Task input ->
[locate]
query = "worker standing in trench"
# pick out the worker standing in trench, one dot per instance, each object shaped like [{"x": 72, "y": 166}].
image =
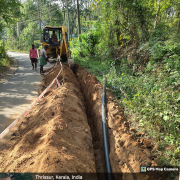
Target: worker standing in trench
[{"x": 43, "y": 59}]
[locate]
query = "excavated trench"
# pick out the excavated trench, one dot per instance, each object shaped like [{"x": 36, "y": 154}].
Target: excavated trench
...
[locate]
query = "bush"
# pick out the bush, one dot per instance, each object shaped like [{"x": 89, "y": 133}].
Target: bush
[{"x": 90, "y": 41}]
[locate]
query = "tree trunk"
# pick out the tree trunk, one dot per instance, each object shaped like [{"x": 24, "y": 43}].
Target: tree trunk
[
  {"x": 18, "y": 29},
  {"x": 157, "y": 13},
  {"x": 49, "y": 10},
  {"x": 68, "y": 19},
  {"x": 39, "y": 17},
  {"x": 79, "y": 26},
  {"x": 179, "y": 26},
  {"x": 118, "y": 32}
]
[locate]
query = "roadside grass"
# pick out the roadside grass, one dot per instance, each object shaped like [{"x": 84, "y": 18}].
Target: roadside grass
==
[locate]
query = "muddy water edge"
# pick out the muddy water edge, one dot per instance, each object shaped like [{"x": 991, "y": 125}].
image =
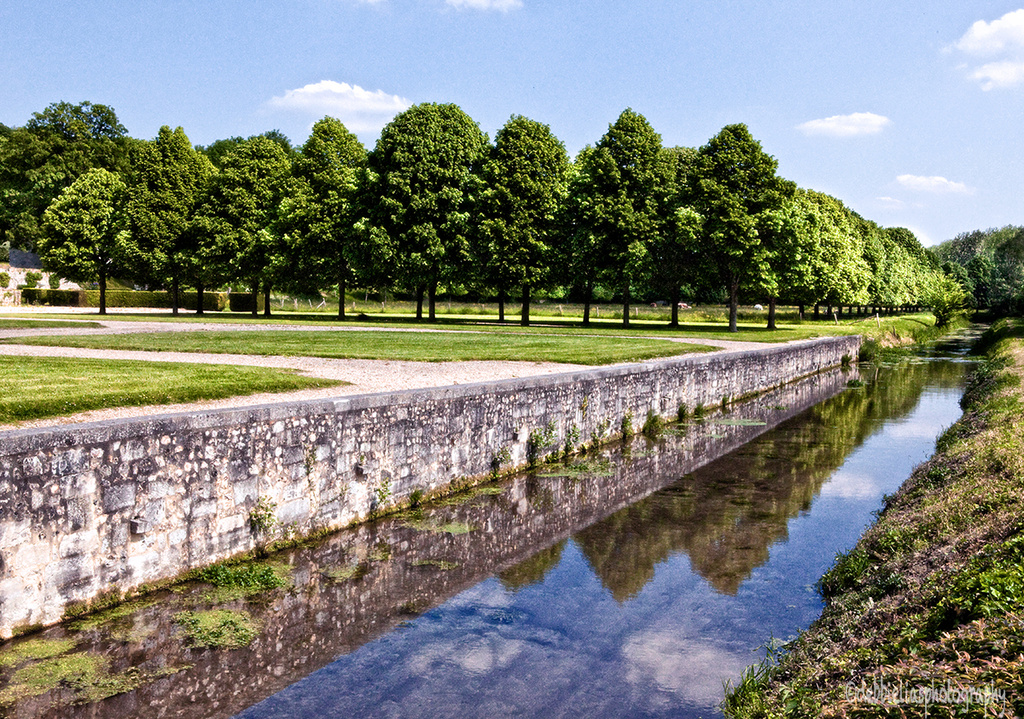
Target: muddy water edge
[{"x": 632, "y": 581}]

Your instructions ->
Locate each line in the entries above that contains the word "grass", and copy those lines out in full.

Answer below ->
query = "roadside grass"
# pick out the roadside grass, one dot per instance, each object shaped like [{"x": 84, "y": 18}].
Target: roadside grass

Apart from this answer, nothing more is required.